- [TEXT EXCERPT]

Benjamin Woodring, a doctoral candidate in English who as president of the Graduate Student Council worked with Brandt, said in the release that the dean "inspired students to think expansively about the potential of the work we're doing at Harvard. He made us believe in the impact our work could have on the world—and of the crucial importance of the mission we're all engaged in." 

Scholarly Background

Brandt, who holds joint appointments as Kass professor of the history of medicine at Harvard Medical School and professor of the history of science in FAS, is an acclaimed scholar of the history of medicine and of social and ethical aspects of health and disease. His book The Cigarette Century: The Rise, Fall, and Deadly Persistence of the Product That Defined America, was a 2008 Pulitzer Prize finalist and winner of the Bancroft Prize. The research that preceded publication is described here.

He was tapped to write the overview article for the 200th anniversary of the New England Journal of Medicine, the premier medical journal worldwide (an accompanying audio interview with Brandt can be accessed there as well). His article, published this January, concluded:

During the Journal's first 200 years of publication, medicine and health care moved from the social periphery to become dominant aspects of our science, culture, and economy. The Journal unquestionably owes its success and stability to this monumental shift in the status, authority, and impact of biomedicine. But the Journal has also played a critical role in these developments. By combining a commitment to publishing papers of scrupulous scientific merit across wide-ranging domains, with a recognition of the central questions and values uniting the profession, the Journal has remained true to its founders' vision. It has recognized that advances in medical science can finally be assessed only in the context of delivery, care, and outcome. The Journal reflects today, as at its inception, a view that medical science and its applications are fundamentally tied to patient care and public health. It therefore continues to draw a range of readers wider than [founding editor John Collins] Warren could have imagined. Today, the ability to disseminate publications so widely through digital technologies promises to bring innovations in medical knowledge to a new set of global constituents. The first hundred issues of Warren's journal were, of course, distributed on horseback.

- [EXERCISE REQUIREMENTS] Reproduce the entire excerpt about Brandt word for word.

- [INFORMATION PROVIDED]
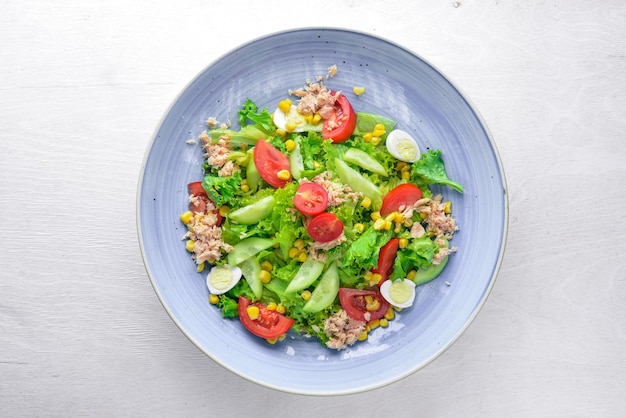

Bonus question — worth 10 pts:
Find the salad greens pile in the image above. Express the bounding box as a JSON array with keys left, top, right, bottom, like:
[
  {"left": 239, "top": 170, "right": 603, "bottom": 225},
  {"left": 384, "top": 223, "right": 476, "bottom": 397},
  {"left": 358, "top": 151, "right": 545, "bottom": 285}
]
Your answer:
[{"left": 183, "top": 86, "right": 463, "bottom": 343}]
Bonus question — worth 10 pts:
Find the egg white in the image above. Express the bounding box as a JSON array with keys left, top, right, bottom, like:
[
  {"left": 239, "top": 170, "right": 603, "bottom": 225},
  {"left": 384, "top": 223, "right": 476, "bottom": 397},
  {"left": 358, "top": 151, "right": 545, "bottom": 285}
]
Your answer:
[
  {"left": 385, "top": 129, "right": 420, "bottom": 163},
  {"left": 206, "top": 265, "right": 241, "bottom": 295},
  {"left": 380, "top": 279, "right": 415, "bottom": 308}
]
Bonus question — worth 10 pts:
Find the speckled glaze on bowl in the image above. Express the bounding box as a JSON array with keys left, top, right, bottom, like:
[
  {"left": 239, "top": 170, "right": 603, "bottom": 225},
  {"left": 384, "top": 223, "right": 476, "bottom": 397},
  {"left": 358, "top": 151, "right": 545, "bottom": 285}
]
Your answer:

- [RESULT]
Benjamin Woodring, a doctoral candidate in English who as president of the Graduate Student Council worked with Brandt, said in the release that the dean "inspired students to think expansively about the potential of the work we're doing at Harvard. He made us believe in the impact our work could have on the world—and of the crucial importance of the mission we're all engaged in." 

Scholarly Background

Brandt, who holds joint appointments as Kass professor of the history of medicine at Harvard Medical School and professor of the history of science in FAS, is an acclaimed scholar of the history of medicine and of social and ethical aspects of health and disease. His book The Cigarette Century: The Rise, Fall, and Deadly Persistence of the Product That Defined America, was a 2008 Pulitzer Prize finalist and winner of the Bancroft Prize. The research that preceded publication is described here.

He was tapped to write the overview article for the 200th anniversary of the New England Journal of Medicine, the premier medical journal worldwide (an accompanying audio interview with Brandt can be accessed there as well). His article, published this January, concluded:

During the Journal's first 200 years of publication, medicine and health care moved from the social periphery to become dominant aspects of our science, culture, and economy. The Journal unquestionably owes its success and stability to this monumental shift in the status, authority, and impact of biomedicine. But the Journal has also played a critical role in these developments. By combining a commitment to publishing papers of scrupulous scientific merit across wide-ranging domains, with a recognition of the central questions and values uniting the profession, the Journal has remained true to its founders' vision. It has recognized that advances in medical science can finally be assessed only in the context of delivery, care, and outcome. The Journal reflects today, as at its inception, a view that medical science and its applications are fundamentally tied to patient care and public health. It therefore continues to draw a range of readers wider than [founding editor John Collins] Warren could have imagined. Today, the ability to disseminate publications so widely through digital technologies promises to bring innovations in medical knowledge to a new set of global constituents. The first hundred issues of Warren's journal were, of course, distributed on horseback.